**Task requirements**
Copy the listing below verbatim, line for line, with no changes.

**Records**
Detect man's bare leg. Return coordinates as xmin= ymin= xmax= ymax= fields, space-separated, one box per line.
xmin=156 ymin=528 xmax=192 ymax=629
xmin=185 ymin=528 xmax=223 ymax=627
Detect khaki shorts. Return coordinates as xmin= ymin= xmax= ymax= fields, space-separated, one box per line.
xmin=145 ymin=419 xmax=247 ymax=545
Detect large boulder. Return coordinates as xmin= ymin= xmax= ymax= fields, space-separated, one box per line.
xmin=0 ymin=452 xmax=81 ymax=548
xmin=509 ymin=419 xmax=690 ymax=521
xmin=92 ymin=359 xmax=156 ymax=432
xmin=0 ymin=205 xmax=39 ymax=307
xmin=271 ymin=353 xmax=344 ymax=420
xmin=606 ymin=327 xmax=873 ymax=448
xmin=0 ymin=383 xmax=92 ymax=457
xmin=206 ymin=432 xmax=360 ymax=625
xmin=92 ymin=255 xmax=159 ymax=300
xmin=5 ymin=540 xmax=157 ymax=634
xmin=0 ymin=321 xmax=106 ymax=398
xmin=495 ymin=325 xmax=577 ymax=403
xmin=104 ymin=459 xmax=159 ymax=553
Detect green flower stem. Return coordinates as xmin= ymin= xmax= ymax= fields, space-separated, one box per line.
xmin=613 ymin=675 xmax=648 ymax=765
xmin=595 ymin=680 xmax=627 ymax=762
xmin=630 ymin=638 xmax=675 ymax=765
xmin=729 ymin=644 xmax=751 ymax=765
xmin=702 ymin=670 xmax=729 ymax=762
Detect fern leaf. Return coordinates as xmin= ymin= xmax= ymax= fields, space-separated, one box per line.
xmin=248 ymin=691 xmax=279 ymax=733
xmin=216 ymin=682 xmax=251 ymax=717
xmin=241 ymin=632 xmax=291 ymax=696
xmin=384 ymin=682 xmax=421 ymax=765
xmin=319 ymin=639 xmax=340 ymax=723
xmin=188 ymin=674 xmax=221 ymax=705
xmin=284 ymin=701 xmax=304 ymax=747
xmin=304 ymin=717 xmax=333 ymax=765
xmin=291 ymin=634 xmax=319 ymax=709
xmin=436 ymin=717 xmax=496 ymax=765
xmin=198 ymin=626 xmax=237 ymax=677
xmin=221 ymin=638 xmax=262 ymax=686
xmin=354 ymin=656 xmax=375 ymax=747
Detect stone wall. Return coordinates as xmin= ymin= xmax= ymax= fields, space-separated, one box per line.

**Output of the task**
Detect man's bare leg. Return coordinates as xmin= ymin= xmax= ymax= fields, space-separated, one box per line.
xmin=156 ymin=528 xmax=192 ymax=629
xmin=185 ymin=528 xmax=223 ymax=627
Detect khaki shorts. Return coordinates as xmin= ymin= xmax= ymax= fields, space-separated, one box per line.
xmin=145 ymin=419 xmax=247 ymax=545
Detect large boulder. Return coordinates as xmin= ymin= xmax= ymax= fields, space-separated, one box per line.
xmin=0 ymin=452 xmax=81 ymax=548
xmin=509 ymin=419 xmax=690 ymax=521
xmin=92 ymin=359 xmax=156 ymax=432
xmin=0 ymin=205 xmax=39 ymax=307
xmin=271 ymin=353 xmax=344 ymax=420
xmin=606 ymin=327 xmax=873 ymax=448
xmin=0 ymin=383 xmax=92 ymax=457
xmin=206 ymin=432 xmax=360 ymax=625
xmin=92 ymin=255 xmax=159 ymax=300
xmin=5 ymin=540 xmax=157 ymax=634
xmin=0 ymin=321 xmax=106 ymax=398
xmin=495 ymin=325 xmax=577 ymax=403
xmin=104 ymin=459 xmax=159 ymax=553
Detect green flower stem. Return coordinates as xmin= ymin= xmax= ymax= fields, space-separated, one box per line.
xmin=613 ymin=675 xmax=648 ymax=765
xmin=595 ymin=680 xmax=627 ymax=762
xmin=630 ymin=638 xmax=675 ymax=765
xmin=729 ymin=644 xmax=751 ymax=765
xmin=702 ymin=670 xmax=729 ymax=762
Detect fern leaf. Return coordinates as xmin= ymin= xmax= ymax= fields, space-separated, one box per line.
xmin=248 ymin=691 xmax=279 ymax=733
xmin=216 ymin=682 xmax=251 ymax=717
xmin=241 ymin=632 xmax=291 ymax=696
xmin=384 ymin=682 xmax=421 ymax=765
xmin=319 ymin=639 xmax=340 ymax=723
xmin=188 ymin=674 xmax=221 ymax=705
xmin=284 ymin=701 xmax=304 ymax=747
xmin=304 ymin=717 xmax=333 ymax=765
xmin=291 ymin=634 xmax=319 ymax=709
xmin=436 ymin=717 xmax=496 ymax=765
xmin=198 ymin=626 xmax=237 ymax=677
xmin=221 ymin=638 xmax=262 ymax=686
xmin=354 ymin=656 xmax=375 ymax=747
Detect stone wall. Return coordinates as xmin= ymin= xmax= ymax= fields, space-separated, one box per line.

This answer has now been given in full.